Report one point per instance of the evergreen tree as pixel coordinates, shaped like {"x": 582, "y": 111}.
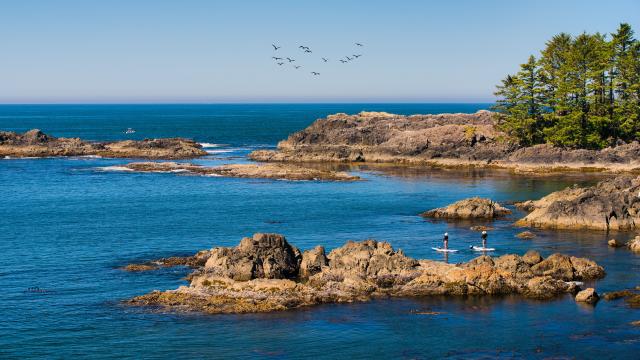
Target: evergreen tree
{"x": 583, "y": 92}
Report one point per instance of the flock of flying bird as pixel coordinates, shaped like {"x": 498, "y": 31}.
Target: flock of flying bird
{"x": 306, "y": 50}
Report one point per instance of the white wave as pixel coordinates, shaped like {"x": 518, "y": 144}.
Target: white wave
{"x": 213, "y": 152}
{"x": 113, "y": 168}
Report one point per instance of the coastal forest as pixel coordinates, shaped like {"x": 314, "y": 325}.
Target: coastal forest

= = = =

**課題**
上のエントリをすべて、一字一句変えずにそのまま出力してもらえますか？画像は含めないでください。

**解答**
Report one point per instance of the evergreen tree as pixel coordinates, shaped like {"x": 582, "y": 111}.
Target: evergreen tree
{"x": 583, "y": 92}
Report one point per instance of the flock of flying bird as pixel coordinates, shaped like {"x": 498, "y": 31}.
Target: flock of flying bird
{"x": 306, "y": 50}
Report one point per instance of the white wave as pixel coordinates, shaped like {"x": 518, "y": 144}.
Target: white wave
{"x": 213, "y": 152}
{"x": 113, "y": 168}
Report one point per instance of the coastal forest as pixel coordinates, shaped like {"x": 314, "y": 325}.
Target: coastal forest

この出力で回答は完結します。